DIRECTIONS — Copy the lines verbatim, beginning with the line that contains "of the shopfront" and continuing through the end of the data, and only those lines.

Extracted records
+++
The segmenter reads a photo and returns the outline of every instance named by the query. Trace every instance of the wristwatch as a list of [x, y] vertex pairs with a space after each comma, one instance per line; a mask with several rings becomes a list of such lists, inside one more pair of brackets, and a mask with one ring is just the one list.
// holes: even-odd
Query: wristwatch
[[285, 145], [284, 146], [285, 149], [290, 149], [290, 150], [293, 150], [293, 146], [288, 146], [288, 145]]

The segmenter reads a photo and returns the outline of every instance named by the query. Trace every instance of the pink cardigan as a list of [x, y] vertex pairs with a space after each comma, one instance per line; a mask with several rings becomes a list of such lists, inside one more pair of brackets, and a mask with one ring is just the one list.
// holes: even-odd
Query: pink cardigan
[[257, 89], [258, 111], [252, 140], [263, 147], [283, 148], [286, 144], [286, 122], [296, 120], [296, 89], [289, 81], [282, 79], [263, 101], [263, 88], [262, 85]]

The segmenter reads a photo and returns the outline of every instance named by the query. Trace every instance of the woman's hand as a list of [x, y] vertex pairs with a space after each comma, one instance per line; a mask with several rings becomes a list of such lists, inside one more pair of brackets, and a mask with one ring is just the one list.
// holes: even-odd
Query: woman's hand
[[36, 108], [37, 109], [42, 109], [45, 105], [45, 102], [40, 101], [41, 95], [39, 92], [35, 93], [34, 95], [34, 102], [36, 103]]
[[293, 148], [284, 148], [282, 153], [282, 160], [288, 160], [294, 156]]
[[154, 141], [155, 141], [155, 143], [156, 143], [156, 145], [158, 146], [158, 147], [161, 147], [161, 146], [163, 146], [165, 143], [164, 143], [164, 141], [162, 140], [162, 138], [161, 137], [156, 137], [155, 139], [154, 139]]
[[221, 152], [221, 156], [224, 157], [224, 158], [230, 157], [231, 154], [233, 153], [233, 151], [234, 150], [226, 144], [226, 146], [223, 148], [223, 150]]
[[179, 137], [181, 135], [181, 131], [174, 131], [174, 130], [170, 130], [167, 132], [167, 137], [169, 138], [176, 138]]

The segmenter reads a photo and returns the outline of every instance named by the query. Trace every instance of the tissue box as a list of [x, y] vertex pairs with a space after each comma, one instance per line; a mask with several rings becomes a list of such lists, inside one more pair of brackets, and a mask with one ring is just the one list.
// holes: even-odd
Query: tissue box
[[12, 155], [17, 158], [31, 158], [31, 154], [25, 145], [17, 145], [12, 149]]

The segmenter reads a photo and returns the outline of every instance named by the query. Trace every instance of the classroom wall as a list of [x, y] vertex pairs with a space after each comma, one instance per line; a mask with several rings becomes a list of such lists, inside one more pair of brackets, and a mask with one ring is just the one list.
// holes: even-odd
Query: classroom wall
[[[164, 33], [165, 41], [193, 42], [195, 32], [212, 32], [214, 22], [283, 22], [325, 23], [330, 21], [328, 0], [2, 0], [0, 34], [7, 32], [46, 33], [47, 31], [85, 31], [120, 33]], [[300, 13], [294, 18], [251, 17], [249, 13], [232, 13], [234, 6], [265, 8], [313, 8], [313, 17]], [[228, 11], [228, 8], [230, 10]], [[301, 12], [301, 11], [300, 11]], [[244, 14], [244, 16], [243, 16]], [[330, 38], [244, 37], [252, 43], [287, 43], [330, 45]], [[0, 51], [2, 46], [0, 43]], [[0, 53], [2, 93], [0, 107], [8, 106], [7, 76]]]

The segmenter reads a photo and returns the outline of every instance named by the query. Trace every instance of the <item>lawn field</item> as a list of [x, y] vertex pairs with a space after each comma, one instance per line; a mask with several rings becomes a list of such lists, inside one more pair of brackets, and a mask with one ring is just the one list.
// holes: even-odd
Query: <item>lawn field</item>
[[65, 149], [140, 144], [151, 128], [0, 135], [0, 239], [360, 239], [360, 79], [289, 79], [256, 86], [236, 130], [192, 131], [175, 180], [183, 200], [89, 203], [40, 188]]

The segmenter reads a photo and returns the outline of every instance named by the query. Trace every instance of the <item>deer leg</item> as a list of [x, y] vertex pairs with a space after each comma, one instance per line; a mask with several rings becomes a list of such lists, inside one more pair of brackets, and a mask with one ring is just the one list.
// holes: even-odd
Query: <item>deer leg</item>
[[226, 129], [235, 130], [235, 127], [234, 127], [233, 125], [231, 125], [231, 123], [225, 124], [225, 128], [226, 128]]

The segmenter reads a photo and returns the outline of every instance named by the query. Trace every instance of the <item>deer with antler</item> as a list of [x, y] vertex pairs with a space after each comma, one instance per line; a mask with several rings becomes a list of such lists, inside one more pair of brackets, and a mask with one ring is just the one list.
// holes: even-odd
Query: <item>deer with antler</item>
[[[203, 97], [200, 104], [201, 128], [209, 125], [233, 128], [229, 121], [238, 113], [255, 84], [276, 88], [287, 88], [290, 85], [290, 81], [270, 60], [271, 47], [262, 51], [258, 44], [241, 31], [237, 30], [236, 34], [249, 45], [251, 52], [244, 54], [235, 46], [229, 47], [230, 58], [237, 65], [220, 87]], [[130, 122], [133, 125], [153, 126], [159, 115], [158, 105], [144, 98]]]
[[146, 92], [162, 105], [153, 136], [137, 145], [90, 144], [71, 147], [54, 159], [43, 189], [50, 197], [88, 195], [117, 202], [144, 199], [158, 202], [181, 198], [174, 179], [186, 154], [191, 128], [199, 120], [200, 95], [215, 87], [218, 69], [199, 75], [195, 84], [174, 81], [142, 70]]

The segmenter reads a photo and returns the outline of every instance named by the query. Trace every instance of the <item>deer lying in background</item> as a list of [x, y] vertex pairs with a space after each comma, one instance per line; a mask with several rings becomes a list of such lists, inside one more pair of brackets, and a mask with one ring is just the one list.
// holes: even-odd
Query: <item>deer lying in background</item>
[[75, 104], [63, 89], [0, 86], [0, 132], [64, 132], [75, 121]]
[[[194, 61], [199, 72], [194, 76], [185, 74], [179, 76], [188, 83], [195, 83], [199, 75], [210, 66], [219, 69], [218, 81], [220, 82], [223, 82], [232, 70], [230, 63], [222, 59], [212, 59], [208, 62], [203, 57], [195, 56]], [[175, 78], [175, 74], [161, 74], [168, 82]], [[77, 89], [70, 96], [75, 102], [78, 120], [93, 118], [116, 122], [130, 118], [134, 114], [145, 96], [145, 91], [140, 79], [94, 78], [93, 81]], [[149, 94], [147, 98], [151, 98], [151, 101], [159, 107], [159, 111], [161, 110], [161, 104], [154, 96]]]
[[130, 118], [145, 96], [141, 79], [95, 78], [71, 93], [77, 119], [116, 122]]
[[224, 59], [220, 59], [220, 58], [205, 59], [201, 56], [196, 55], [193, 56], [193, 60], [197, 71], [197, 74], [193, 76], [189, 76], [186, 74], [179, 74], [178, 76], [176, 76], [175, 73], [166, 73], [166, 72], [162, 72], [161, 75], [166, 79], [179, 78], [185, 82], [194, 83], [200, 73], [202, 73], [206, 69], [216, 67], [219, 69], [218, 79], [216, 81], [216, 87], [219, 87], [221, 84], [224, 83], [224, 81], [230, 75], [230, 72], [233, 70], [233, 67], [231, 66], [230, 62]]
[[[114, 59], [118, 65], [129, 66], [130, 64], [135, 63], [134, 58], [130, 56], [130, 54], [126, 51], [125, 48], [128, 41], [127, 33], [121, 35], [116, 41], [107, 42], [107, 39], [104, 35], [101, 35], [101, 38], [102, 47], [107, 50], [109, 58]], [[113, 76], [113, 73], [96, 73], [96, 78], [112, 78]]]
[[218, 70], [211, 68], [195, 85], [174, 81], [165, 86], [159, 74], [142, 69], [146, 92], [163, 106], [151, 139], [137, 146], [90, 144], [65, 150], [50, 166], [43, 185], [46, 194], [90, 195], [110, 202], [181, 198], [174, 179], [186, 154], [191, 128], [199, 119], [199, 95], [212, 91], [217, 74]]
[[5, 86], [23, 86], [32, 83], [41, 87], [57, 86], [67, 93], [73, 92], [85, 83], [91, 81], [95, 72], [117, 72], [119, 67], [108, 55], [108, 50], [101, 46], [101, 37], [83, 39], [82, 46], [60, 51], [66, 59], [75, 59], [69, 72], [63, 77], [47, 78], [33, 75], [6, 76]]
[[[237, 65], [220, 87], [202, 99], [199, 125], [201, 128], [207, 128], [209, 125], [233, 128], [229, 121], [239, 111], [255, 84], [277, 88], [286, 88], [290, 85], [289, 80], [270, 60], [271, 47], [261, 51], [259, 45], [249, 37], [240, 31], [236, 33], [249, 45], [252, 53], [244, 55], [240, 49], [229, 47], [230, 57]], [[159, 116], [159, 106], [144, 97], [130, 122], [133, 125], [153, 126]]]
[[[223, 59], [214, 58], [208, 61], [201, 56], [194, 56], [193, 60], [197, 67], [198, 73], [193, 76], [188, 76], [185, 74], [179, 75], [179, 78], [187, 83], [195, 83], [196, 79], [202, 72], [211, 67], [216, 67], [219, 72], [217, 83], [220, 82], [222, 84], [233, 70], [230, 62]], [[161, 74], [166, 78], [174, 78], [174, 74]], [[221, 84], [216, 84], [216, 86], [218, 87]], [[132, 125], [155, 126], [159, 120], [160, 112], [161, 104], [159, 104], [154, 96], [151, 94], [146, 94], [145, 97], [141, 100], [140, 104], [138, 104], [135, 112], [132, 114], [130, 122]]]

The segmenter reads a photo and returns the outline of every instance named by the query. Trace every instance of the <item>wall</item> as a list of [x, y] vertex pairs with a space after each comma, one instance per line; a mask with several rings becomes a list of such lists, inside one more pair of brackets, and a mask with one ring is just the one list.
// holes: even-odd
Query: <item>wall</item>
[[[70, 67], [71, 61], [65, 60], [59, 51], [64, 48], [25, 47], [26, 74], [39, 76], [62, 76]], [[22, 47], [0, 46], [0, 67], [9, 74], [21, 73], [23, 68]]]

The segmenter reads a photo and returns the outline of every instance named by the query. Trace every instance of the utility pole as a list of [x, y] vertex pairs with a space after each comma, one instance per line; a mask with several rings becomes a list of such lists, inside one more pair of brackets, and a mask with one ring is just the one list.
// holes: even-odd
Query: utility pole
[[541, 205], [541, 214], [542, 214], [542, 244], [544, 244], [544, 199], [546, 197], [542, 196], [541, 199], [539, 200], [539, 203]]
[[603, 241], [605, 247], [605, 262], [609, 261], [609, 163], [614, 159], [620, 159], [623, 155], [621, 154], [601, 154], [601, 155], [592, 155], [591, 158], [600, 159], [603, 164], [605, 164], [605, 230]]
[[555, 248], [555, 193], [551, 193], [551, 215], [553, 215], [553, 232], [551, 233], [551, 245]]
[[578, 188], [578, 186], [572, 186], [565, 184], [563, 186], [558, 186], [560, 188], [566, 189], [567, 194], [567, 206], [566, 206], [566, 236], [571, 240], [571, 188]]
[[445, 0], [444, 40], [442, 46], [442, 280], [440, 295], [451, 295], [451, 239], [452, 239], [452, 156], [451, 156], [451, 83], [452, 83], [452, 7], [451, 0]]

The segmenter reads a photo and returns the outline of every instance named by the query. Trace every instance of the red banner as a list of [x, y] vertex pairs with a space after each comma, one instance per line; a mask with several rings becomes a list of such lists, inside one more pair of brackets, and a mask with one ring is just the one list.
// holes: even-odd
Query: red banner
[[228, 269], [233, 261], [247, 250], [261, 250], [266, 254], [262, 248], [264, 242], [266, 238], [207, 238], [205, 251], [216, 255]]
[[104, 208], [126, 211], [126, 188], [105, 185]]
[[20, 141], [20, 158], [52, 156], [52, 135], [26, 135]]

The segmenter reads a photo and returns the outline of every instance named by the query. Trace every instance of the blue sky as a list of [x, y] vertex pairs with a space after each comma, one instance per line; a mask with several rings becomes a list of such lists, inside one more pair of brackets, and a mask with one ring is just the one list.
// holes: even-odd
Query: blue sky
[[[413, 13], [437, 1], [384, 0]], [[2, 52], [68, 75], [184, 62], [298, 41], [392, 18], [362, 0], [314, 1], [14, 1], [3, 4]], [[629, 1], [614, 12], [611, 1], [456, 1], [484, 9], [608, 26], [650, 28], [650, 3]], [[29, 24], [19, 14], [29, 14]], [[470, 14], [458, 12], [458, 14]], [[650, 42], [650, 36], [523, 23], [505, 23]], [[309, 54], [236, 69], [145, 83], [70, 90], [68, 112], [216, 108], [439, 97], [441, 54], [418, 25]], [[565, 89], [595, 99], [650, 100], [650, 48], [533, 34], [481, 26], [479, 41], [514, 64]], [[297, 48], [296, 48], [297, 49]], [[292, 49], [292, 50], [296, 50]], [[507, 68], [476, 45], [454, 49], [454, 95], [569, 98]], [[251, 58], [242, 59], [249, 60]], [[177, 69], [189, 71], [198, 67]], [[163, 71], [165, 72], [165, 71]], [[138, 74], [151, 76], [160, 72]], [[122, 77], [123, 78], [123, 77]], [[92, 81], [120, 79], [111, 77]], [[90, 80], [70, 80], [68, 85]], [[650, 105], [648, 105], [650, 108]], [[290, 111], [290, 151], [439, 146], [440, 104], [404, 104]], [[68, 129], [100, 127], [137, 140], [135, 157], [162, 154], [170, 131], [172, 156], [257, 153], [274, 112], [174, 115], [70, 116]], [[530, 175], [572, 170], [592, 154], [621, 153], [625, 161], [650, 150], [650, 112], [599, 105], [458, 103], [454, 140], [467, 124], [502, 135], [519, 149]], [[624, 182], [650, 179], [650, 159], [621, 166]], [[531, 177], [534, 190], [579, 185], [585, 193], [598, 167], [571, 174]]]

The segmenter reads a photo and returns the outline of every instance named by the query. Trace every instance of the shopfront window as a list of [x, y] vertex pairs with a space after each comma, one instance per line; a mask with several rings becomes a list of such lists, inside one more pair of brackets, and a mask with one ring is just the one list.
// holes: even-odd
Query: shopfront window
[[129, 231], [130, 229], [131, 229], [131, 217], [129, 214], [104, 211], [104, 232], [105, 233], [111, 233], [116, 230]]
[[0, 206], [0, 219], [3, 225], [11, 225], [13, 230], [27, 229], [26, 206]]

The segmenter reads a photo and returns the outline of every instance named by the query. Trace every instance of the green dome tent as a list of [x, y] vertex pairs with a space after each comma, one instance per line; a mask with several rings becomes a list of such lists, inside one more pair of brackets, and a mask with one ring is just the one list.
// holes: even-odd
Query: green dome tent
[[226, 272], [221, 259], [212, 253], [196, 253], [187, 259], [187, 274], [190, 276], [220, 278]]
+++
ANSWER TO THE EXERCISE —
The segmenter reads a photo and returns the outline of every instance named by the query. Trace every instance of the shopfront window as a list of [x, y] vertex pairs with a space after each comma, one instance per line; a mask with several rings becomes a list of such lists, inside one more pair of brackets, and a mask with one ring is just the one list.
// holes: even-odd
Query: shopfront window
[[129, 231], [130, 229], [131, 229], [131, 217], [129, 214], [104, 211], [104, 232], [105, 233], [111, 233], [116, 230]]
[[0, 206], [0, 219], [3, 225], [11, 225], [13, 230], [27, 229], [26, 206]]

The segmenter reads a photo and returns the outline of every instance named by the query. Trace every instance of the green dome tent as a list of [x, y] vertex pairs with a space after each comma, one instance per line; a mask with several rings becomes a list of such lists, inside one more pair of brackets, and a mask with one ring is just the one list.
// holes: even-odd
Query: green dome tent
[[226, 272], [221, 259], [212, 253], [196, 253], [187, 259], [187, 274], [190, 276], [220, 278]]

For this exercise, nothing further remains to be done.